Excerpts of labeled region data:
__________________________________________________

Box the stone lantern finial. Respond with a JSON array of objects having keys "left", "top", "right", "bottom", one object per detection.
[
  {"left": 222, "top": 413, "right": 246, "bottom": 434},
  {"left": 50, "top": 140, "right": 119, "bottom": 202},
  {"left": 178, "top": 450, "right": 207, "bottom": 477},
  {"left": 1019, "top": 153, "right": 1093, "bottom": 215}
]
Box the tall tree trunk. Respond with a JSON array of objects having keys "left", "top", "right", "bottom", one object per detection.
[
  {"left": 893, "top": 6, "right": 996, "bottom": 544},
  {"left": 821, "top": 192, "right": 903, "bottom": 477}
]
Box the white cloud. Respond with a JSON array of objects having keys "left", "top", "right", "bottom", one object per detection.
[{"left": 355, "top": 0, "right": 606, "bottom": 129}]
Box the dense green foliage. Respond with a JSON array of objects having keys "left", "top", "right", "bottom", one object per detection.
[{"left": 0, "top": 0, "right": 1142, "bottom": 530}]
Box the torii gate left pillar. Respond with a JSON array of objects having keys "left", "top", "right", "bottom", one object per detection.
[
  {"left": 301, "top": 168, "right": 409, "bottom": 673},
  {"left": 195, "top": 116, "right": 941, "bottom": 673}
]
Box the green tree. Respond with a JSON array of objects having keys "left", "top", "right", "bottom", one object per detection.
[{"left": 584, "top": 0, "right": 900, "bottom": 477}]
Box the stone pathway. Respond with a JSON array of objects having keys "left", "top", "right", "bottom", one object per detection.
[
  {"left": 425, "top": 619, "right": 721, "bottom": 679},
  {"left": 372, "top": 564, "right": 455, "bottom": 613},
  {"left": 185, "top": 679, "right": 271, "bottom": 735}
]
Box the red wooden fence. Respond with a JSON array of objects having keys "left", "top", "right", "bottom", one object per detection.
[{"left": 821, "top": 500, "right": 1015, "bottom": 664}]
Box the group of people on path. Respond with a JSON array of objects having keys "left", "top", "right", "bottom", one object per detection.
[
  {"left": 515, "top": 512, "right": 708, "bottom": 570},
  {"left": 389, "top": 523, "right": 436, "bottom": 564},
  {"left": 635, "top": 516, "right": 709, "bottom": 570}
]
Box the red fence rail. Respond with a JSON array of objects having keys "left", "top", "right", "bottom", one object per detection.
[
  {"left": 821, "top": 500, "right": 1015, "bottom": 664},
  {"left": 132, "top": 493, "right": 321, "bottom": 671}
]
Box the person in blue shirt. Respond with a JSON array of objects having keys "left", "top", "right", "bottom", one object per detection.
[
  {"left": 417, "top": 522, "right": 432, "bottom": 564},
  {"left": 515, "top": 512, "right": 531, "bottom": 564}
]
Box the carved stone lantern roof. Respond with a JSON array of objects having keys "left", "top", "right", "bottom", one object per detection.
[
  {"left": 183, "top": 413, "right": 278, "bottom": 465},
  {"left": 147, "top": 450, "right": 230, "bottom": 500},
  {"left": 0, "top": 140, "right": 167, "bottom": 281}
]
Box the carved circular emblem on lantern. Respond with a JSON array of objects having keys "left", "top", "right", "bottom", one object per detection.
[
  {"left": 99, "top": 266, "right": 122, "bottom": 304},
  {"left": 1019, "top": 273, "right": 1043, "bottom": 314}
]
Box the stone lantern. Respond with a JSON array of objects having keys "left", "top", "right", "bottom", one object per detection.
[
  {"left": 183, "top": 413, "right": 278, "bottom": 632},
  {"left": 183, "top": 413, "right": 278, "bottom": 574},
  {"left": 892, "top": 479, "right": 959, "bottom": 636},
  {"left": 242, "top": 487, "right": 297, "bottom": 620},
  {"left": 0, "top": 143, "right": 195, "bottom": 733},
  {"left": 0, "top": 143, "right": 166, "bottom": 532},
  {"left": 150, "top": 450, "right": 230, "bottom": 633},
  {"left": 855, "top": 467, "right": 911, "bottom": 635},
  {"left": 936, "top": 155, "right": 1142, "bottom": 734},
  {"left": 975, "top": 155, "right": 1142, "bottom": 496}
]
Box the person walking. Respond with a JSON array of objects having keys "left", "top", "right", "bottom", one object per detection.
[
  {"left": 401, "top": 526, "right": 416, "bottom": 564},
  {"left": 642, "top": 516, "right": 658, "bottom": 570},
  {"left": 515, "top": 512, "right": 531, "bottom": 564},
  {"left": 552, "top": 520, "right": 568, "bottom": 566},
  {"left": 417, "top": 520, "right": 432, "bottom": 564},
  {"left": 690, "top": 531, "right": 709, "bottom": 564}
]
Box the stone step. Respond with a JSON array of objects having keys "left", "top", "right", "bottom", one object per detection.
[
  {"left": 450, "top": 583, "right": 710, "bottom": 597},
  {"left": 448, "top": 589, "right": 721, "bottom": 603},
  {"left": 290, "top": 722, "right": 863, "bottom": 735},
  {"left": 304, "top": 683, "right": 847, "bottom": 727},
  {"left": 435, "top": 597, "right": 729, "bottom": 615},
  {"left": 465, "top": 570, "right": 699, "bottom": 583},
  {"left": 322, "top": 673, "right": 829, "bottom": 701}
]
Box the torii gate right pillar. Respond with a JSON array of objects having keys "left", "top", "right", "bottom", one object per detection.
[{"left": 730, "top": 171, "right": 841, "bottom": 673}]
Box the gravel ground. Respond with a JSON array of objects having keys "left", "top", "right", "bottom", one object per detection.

__________________________________________________

Task instructions: Output exactly the lines from the one containing "Box the stone lantern." through the last line of the entries, both ends included.

Right answer:
Box the stone lantern. Respond with a JSON array of objects having keys "left", "top", "right", "bottom", one object per detection.
[
  {"left": 183, "top": 413, "right": 278, "bottom": 632},
  {"left": 183, "top": 413, "right": 278, "bottom": 574},
  {"left": 892, "top": 479, "right": 959, "bottom": 636},
  {"left": 242, "top": 487, "right": 297, "bottom": 620},
  {"left": 0, "top": 143, "right": 195, "bottom": 733},
  {"left": 0, "top": 143, "right": 166, "bottom": 532},
  {"left": 150, "top": 450, "right": 230, "bottom": 633},
  {"left": 855, "top": 467, "right": 911, "bottom": 635},
  {"left": 936, "top": 155, "right": 1142, "bottom": 734},
  {"left": 975, "top": 155, "right": 1142, "bottom": 496}
]
Box the person walking. Respond with a JSON array of objects having keys "left", "top", "right", "bottom", one object per detection.
[
  {"left": 401, "top": 526, "right": 416, "bottom": 564},
  {"left": 642, "top": 516, "right": 658, "bottom": 570},
  {"left": 515, "top": 512, "right": 531, "bottom": 564},
  {"left": 552, "top": 520, "right": 568, "bottom": 566},
  {"left": 417, "top": 520, "right": 432, "bottom": 564},
  {"left": 690, "top": 531, "right": 709, "bottom": 564}
]
Box the stone step. Respond with a JSON array of objects having keys "left", "top", "right", "bottom", one object per detection.
[
  {"left": 450, "top": 583, "right": 710, "bottom": 597},
  {"left": 448, "top": 589, "right": 721, "bottom": 603},
  {"left": 290, "top": 722, "right": 863, "bottom": 735},
  {"left": 304, "top": 683, "right": 847, "bottom": 727},
  {"left": 435, "top": 597, "right": 729, "bottom": 615},
  {"left": 465, "top": 570, "right": 699, "bottom": 583},
  {"left": 322, "top": 673, "right": 829, "bottom": 701}
]
Box the torii gate right pillar. Respond with a JSON array of objects having keys "left", "top", "right", "bottom", one object per detection.
[{"left": 730, "top": 171, "right": 841, "bottom": 673}]
Box the gravel ground. Respond with a JSON array of objects having keys "left", "top", "right", "bottom", one object per detection.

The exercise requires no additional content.